-------- Task material --------

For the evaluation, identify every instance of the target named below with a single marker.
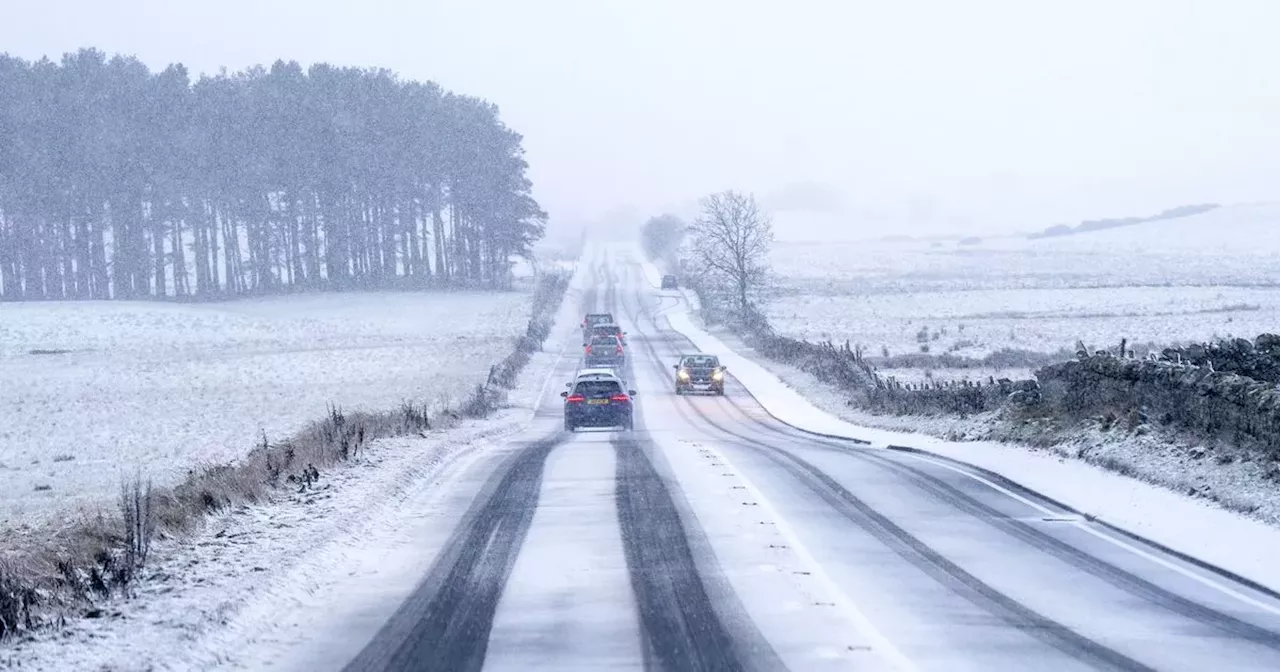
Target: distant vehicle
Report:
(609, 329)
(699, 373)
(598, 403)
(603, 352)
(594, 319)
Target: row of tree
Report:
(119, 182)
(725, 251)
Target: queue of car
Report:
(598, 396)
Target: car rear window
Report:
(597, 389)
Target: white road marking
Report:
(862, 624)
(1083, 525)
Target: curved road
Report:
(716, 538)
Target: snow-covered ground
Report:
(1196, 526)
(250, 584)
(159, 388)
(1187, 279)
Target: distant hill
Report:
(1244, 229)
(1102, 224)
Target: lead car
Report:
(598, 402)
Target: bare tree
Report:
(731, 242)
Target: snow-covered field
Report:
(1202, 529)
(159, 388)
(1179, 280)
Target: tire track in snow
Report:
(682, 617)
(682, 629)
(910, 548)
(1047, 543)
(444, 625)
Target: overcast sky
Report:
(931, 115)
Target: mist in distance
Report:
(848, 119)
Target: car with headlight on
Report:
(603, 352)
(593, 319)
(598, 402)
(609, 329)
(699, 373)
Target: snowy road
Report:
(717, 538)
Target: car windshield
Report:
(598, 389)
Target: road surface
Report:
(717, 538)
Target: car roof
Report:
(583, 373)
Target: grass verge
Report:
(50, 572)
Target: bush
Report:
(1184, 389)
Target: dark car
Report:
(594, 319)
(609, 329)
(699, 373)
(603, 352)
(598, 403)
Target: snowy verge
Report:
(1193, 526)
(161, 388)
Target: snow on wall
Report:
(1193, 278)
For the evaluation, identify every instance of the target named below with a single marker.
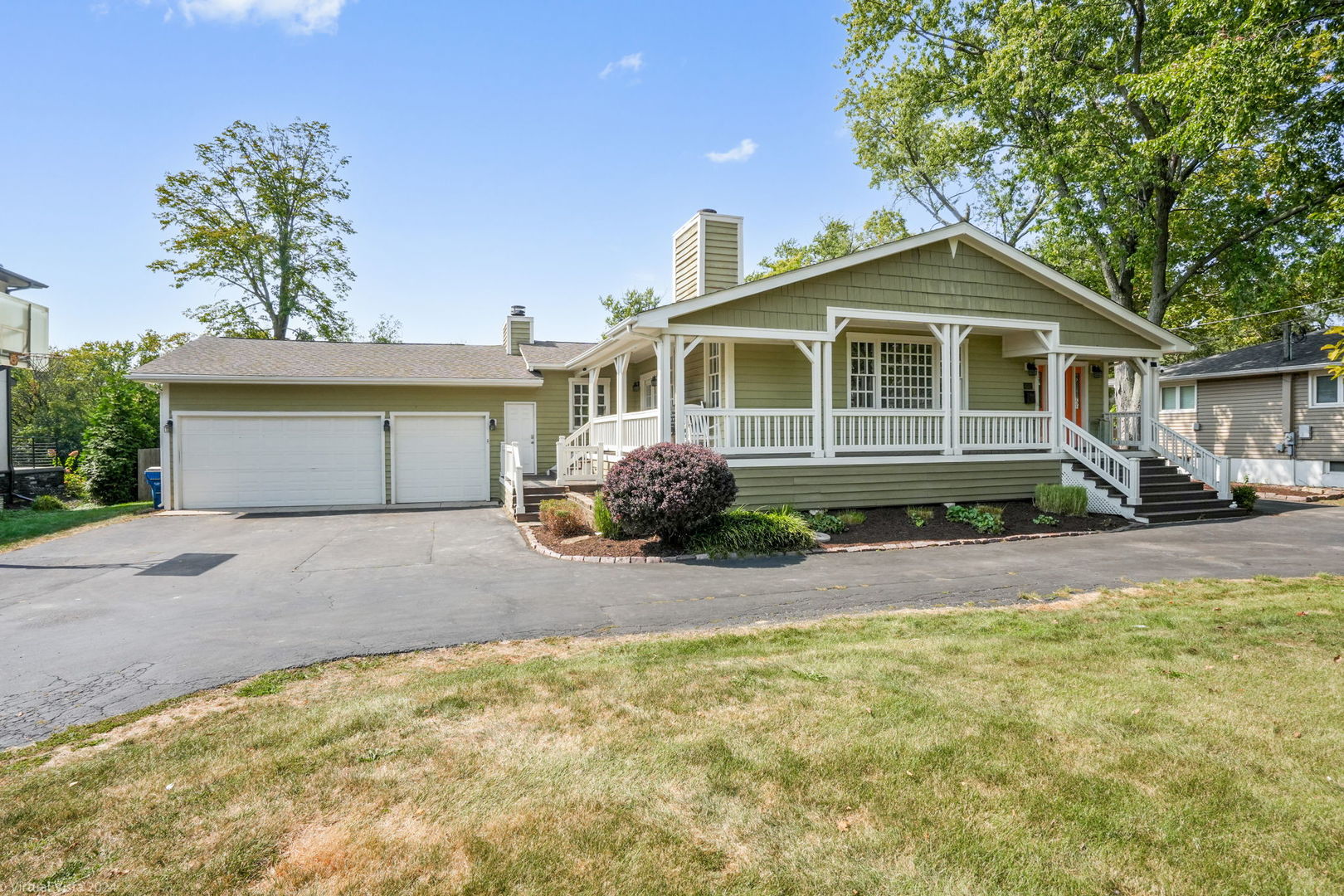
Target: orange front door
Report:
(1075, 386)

--------

* _Problem description_:
Rewrite all of the data above with "Report:" swapped for "Result:" everywhere it occurs, leaving every other line unchanged. Omit the pictures from your answer.

* _Answer to this exercise_:
For the evaluation, identify every instance of the target named below with a single marker.
Target: distant vehicle
Result:
(609, 329)
(699, 373)
(598, 403)
(603, 352)
(594, 319)
Target: row of tree
Result:
(119, 182)
(725, 251)
Target: queue of car
Result:
(598, 396)
Target: car rear window
Result:
(597, 389)
Target: white road marking
Result:
(862, 624)
(1083, 525)
Target: curved road
Result:
(716, 538)
Target: snow-covered ground
Result:
(1196, 526)
(250, 584)
(159, 388)
(1187, 279)
Target: distant hill
Result:
(1244, 229)
(1102, 224)
Target: lead car
Result:
(598, 402)
Target: bare tree
Result:
(731, 242)
Target: snow-covered field
Result:
(1202, 529)
(159, 388)
(1179, 280)
Target: tire track in snow
Result:
(682, 617)
(682, 629)
(910, 548)
(1047, 543)
(444, 625)
Target: overcast sky
Result:
(931, 115)
Target: mist in distance
Result:
(848, 119)
Target: car with headlight on
Result:
(603, 352)
(593, 319)
(598, 402)
(609, 329)
(699, 373)
Target: snowy road
Result:
(717, 538)
Target: car windshield
Result:
(598, 389)
Target: road surface
Result:
(717, 538)
Target: car roof
Result:
(583, 373)
Target: grass verge
Result:
(50, 572)
Target: bush
Result:
(1184, 389)
Target: dark car
Result:
(594, 319)
(609, 329)
(699, 373)
(603, 352)
(598, 403)
Target: snowy verge
Result:
(1193, 526)
(161, 388)
Target: snow on wall
Result:
(1193, 278)
For the evaluation, identify every instance of the target named below with a single marker.
Target: orange front door
Result:
(1075, 386)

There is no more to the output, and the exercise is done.